** start of RECORDS FOR THIS EXERCISE **

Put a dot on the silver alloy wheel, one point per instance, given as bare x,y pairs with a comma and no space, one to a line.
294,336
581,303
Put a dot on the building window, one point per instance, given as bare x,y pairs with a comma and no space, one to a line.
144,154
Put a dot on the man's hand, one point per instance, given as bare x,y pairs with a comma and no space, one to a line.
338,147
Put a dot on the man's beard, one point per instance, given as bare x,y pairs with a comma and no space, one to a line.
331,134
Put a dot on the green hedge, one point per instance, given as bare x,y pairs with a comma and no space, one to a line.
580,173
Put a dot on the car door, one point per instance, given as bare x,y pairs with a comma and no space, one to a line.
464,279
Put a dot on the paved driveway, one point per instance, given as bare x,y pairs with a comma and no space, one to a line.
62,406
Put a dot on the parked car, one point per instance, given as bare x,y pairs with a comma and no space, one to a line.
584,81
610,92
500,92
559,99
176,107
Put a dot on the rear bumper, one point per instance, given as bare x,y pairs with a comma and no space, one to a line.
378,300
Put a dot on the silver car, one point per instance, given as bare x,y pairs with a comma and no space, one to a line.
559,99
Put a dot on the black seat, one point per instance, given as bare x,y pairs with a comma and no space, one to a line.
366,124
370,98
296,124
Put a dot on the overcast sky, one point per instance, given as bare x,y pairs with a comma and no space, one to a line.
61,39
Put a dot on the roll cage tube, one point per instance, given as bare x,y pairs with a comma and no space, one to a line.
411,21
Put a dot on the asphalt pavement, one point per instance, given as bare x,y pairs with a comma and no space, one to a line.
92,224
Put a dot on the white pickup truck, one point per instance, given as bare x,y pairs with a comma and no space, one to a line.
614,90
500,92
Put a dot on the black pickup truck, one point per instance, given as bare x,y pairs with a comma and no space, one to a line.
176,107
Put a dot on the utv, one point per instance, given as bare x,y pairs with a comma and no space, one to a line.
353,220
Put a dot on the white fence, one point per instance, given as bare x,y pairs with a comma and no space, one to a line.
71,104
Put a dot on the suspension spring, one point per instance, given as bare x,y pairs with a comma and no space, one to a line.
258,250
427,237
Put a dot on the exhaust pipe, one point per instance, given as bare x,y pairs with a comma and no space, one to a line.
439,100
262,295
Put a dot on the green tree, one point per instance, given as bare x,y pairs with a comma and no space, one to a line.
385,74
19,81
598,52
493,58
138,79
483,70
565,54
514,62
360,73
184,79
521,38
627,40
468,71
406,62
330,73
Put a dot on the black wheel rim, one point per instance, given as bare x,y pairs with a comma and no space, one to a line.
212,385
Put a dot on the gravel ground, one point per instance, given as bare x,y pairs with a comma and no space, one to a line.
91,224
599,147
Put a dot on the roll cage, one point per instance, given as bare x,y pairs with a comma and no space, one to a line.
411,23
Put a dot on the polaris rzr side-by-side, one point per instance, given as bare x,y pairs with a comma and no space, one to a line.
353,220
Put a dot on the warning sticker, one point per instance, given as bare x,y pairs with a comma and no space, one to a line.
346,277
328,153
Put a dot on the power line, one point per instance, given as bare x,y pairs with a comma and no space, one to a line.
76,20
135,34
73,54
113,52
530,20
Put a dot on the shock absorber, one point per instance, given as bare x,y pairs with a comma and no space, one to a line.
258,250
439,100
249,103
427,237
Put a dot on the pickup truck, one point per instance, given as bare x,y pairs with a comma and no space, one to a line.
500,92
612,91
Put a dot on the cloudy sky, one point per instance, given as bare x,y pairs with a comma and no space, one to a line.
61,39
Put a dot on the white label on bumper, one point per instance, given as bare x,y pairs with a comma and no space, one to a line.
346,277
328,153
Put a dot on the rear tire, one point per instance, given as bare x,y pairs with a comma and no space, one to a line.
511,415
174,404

** end of RECORDS FOR THIS EXERCISE **

▶ **SHORT PROBLEM**: Please revise every one of the records above, changing "Put a dot on" to "Place a point on" and leaving all else as it is.

▶ **SOLVED EXERCISE**:
Place a point on the silver alloy wheel, one point per instance, given as bare x,y pairs with a comma and no space, one to a line.
294,336
581,303
Place a point on the building window, one point per instance, given as bare x,y pairs with a comma and no space, one to a line.
144,154
Place a point on the man's hand, one point per instance, given as bare x,y pairs with a comma and no space, one to a line.
338,147
Place a point on the man's beard, one point per instance, given as bare x,y pairs with a comma and no space, one to a line.
331,134
Place a point on the green hedge, one point per instance, given as bare x,y pairs with a comma and no space, one to a line.
580,173
Place a point on the car door, one point per instance, given as bare x,y pairs with a comma and no space, one to a line.
464,279
Place a point on the paved driveway, one point per instance, given as bare x,y pairs with a comma and no space, one to a line.
62,406
Place a point on the parked car, one point per instance, given as bare x,y pairs with a comma and no space, one to a line.
584,81
610,92
500,92
559,99
176,107
Place a point on the rear bumper, one point per instance, given as bare x,y pairs with a comma and no space, one to a line.
378,300
Place a point on the silver car, one point per instance, given as bare x,y pairs with a comma and no space, one to a line.
559,99
Place a point on the black seat, one point per instance, given as bare x,y pairs with a comma and no space, one to a line.
366,124
370,98
296,124
Place a point on the overcast sky, one point per instance, given as bare x,y pairs with a comma and no space, one to a line.
61,39
Place a point on the roll cage tube, one point per instance, given as bare x,y pairs with a comma and no space, one to a line.
411,21
Place a point on the asphalt pavement, one point per instance, given as bare x,y pairs with a comma and no space, one to a line.
92,224
Place a point on the white pickup truck, one point per instance, given as bare x,y pairs with a comma and no space, one to a line.
614,90
500,92
Place a point on the black pickup truck, one point per instance, given as bare x,y pairs with a comma and no space, one to a line.
176,107
Place a point on the utv, one point per instance, given as bare x,y pairs with a comma and no space, one to a line.
353,220
Place a point on the white fence, one point per instance, given as bare x,y pairs with a comma and no space, one to a line.
71,104
Place a point on the suspension spring, one point per instance, given as bare x,y pairs with a comma and no space, one to a line.
258,250
427,237
Place a point on the exhaust pipe, one point per instance, given as bare x,y pairs with a comma and no space, one to a line.
439,100
262,295
Place a point on the green tree, one point per instance, given as bare x,y pairs with a comma and no space, one to a line.
385,74
19,81
598,52
493,58
138,79
483,70
565,54
514,62
360,73
184,79
521,38
627,40
468,71
406,62
330,73
Place a point on the black wheel rim, one point per instance, given as bare x,y pairs with a comma and no space, one to a line.
212,385
Place a point on the gravel ground, one point per instance, given as bare x,y pairs with a comma and no space, one to a line.
91,224
599,147
Place a point on the roll cage, one point per instance, given as bare x,y pairs with a comma and no space, one to a line.
411,23
Place a point on the polaris rzr side-by-side, one point per instance, given as bare x,y pairs with a comma and no space, one to a line.
353,220
Place a point on the warning sticker, one point per instance, given as bare x,y pairs with a comma and no space, one to a line.
346,277
328,153
Place a point on the power line, one point per instance, given as bare x,y pairs with a comma and no space, one to a line.
76,20
135,34
73,54
113,52
530,20
Place a point on the shock absorber, one point per instance, given as bare x,y pairs with a comma and no space, one to a line.
258,250
439,100
249,103
427,237
Place a point on the pickup truck, one point per instance, given as bare x,y pairs with a comma and no space, one to a line.
500,92
612,91
Place a point on the cloudy sky, one point per instance, given as bare x,y pairs with a comma and no space, one to a line.
61,39
Place a point on the white label on bumper, one point per instance, given as bare x,y pairs with a comma and no space, one to a line.
346,277
328,153
Place a point on the rear tire, one point per instance, given as bare x,y pairs with a comma and no space, one to a line.
511,415
174,404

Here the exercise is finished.